Stored data entries
───

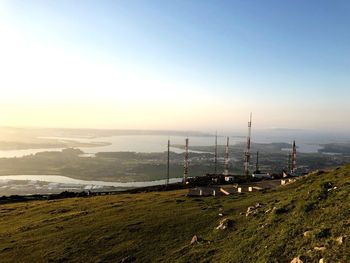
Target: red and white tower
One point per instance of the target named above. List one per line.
(294, 157)
(247, 151)
(226, 157)
(186, 161)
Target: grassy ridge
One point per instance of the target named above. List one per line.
(309, 218)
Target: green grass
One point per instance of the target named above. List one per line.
(158, 226)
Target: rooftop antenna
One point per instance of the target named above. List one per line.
(294, 157)
(216, 154)
(226, 157)
(247, 152)
(168, 165)
(186, 161)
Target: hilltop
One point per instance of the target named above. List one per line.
(309, 219)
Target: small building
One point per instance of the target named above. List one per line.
(229, 179)
(261, 175)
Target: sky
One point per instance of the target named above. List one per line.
(182, 65)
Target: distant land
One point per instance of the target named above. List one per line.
(304, 221)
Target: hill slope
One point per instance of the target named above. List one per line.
(309, 218)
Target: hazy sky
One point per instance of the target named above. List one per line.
(189, 65)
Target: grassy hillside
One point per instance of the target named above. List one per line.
(309, 218)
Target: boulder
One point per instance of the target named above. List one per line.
(251, 211)
(339, 240)
(224, 224)
(307, 233)
(297, 260)
(320, 248)
(194, 240)
(128, 259)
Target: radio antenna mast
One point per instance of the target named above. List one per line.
(247, 152)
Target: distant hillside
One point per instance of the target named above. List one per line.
(309, 219)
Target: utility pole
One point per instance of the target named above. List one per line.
(186, 161)
(226, 156)
(216, 154)
(168, 164)
(247, 152)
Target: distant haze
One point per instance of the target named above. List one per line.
(180, 65)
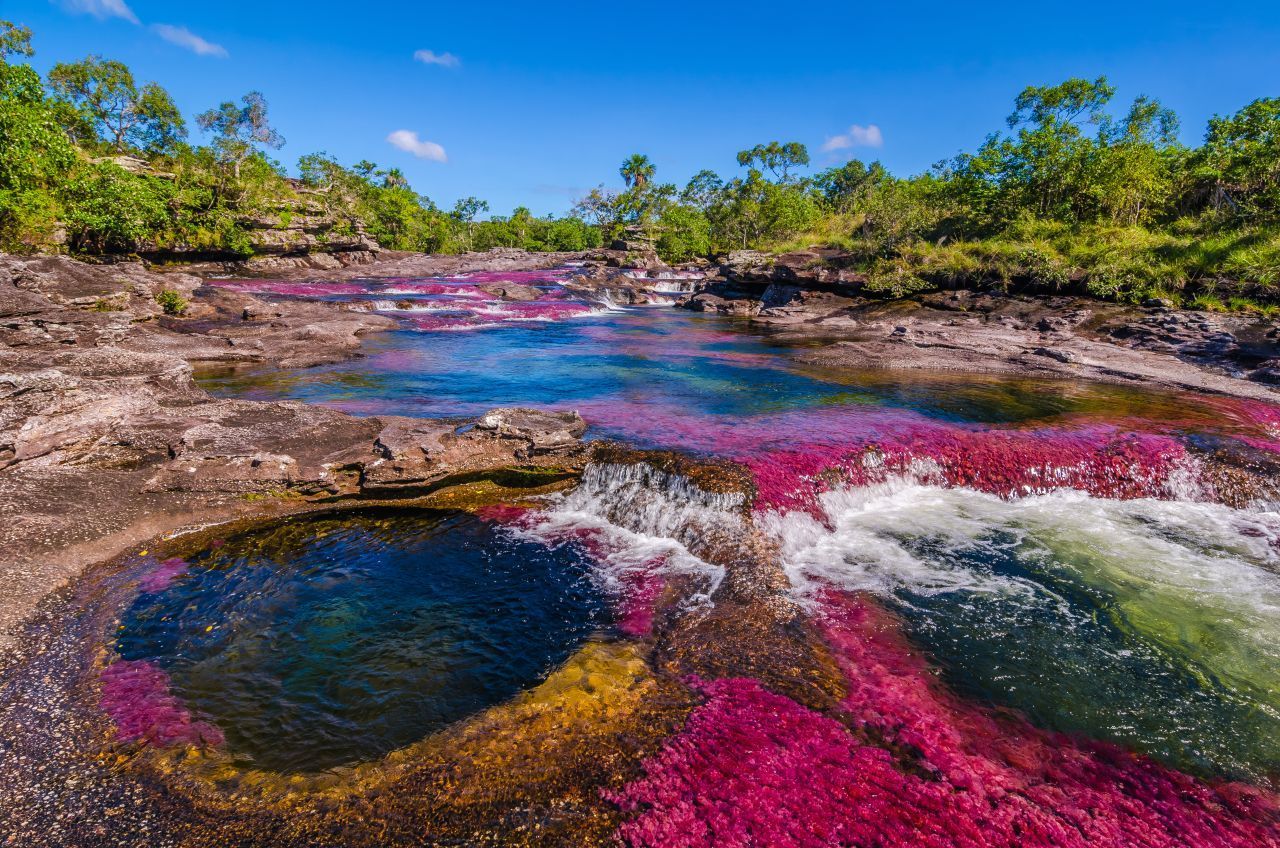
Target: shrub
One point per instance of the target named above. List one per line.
(172, 302)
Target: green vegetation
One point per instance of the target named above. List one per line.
(91, 162)
(1075, 194)
(172, 302)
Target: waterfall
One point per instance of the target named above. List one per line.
(638, 518)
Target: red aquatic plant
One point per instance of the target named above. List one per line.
(138, 698)
(909, 764)
(1098, 460)
(163, 574)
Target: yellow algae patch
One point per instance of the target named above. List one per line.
(530, 770)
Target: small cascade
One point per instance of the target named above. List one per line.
(638, 519)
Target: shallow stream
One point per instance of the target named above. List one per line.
(1055, 559)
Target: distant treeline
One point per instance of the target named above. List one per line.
(92, 162)
(1074, 194)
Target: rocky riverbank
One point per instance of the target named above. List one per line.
(106, 441)
(108, 446)
(809, 296)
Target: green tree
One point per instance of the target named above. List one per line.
(35, 159)
(778, 159)
(14, 41)
(1240, 158)
(636, 172)
(1133, 178)
(101, 94)
(241, 131)
(844, 187)
(465, 212)
(684, 232)
(109, 209)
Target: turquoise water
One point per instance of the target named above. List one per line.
(329, 641)
(1144, 621)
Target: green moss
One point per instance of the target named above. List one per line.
(172, 302)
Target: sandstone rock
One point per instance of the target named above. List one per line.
(545, 432)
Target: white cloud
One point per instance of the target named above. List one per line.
(858, 136)
(101, 9)
(432, 58)
(184, 37)
(408, 141)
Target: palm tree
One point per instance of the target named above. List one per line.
(636, 171)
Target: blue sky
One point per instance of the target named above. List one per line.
(534, 103)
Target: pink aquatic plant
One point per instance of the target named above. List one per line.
(163, 575)
(138, 698)
(636, 588)
(908, 764)
(1098, 460)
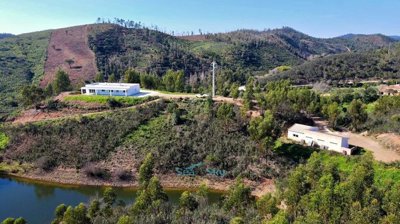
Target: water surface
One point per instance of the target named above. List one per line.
(36, 201)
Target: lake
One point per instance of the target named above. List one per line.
(36, 201)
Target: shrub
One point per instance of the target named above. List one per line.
(113, 103)
(124, 175)
(3, 141)
(45, 163)
(94, 171)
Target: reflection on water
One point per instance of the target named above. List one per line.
(36, 201)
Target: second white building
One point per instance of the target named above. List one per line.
(111, 89)
(311, 136)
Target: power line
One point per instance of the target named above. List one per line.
(214, 64)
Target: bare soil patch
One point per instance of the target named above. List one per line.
(390, 140)
(70, 44)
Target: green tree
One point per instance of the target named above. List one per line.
(267, 205)
(179, 81)
(263, 128)
(76, 215)
(59, 212)
(20, 220)
(236, 220)
(168, 81)
(280, 218)
(187, 201)
(357, 114)
(48, 91)
(94, 208)
(238, 198)
(371, 95)
(109, 196)
(30, 95)
(112, 78)
(146, 170)
(99, 77)
(62, 82)
(132, 76)
(225, 111)
(125, 219)
(234, 91)
(332, 111)
(8, 221)
(69, 62)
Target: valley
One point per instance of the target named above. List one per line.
(230, 157)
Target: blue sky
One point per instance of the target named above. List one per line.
(320, 18)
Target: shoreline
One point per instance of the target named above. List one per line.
(169, 182)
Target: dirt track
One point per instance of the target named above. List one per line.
(381, 153)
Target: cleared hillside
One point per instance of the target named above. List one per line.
(69, 50)
(22, 61)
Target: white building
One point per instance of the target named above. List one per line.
(111, 89)
(313, 137)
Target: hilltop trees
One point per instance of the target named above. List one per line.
(31, 94)
(62, 82)
(132, 76)
(174, 81)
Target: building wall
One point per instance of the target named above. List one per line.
(130, 92)
(323, 141)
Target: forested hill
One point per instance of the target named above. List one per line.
(118, 48)
(373, 65)
(300, 44)
(112, 49)
(5, 35)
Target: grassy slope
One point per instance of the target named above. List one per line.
(128, 101)
(22, 61)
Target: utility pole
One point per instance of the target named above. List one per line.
(214, 64)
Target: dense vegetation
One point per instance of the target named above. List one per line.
(238, 53)
(117, 101)
(327, 189)
(5, 35)
(337, 69)
(21, 62)
(74, 142)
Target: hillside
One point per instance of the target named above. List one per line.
(83, 51)
(5, 35)
(371, 65)
(68, 50)
(22, 61)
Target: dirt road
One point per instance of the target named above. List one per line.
(371, 144)
(380, 152)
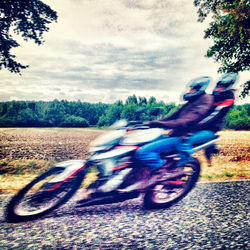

───

* **EXERCISE GOAL**
Check every line of the data, and copy the ones that contain "slope".

* **OUTPUT BELOW**
Target: hill slope
Target: grassy slope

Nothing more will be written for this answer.